— Start of Extracted data —
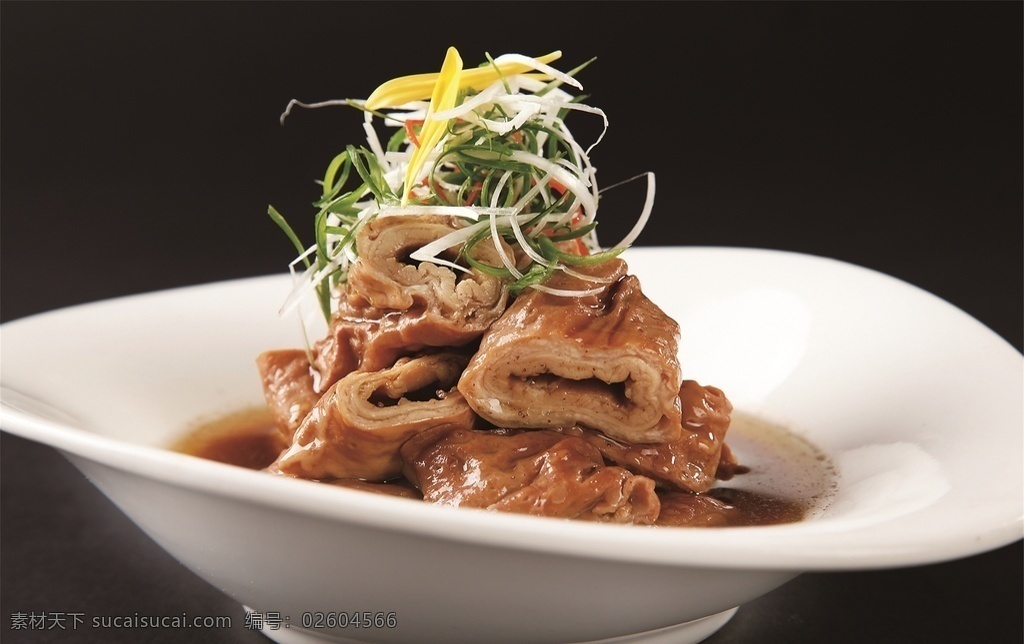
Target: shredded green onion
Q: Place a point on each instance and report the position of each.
(506, 165)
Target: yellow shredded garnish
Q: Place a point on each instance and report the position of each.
(444, 94)
(406, 89)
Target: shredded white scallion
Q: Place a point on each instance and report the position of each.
(505, 185)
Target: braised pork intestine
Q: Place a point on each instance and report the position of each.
(570, 406)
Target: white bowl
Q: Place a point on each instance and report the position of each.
(920, 408)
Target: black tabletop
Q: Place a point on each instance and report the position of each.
(140, 149)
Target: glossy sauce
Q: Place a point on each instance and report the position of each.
(783, 478)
— End of Extracted data —
**Objective:**
Arrange every line of the listing above as a Markdown table with the columns "Row" and "Listing line", numbering the rows in order and skipping blank lines. Leave the pictures out of the table.

**Correct output:**
| Row | Listing line |
|---|---|
| 1 | Target: shredded green onion |
| 2 | Q: Place a point on each instance and report the position of each. |
| 3 | (506, 165) |
| 4 | Target: yellow shredded garnish |
| 5 | Q: Place a point on each instance and report the position of each. |
| 6 | (444, 94) |
| 7 | (406, 89) |
| 8 | Target: shredded white scallion |
| 9 | Q: Place a point on each instance and report the position of each. |
| 10 | (505, 185) |
| 11 | Target: braised pork intestine |
| 12 | Q: Place a point on each instance and report the position of each. |
| 13 | (570, 406) |
| 14 | Target: white bowl |
| 15 | Q: Place a point on each instance and report the position of each. |
| 16 | (920, 408) |
| 17 | Target: black tabletop |
| 18 | Q: Place a point on each instance and report the position of each. |
| 19 | (140, 149) |
| 20 | Target: glossy sauce |
| 21 | Q: Place a point on each instance and report the position of each. |
| 22 | (783, 478) |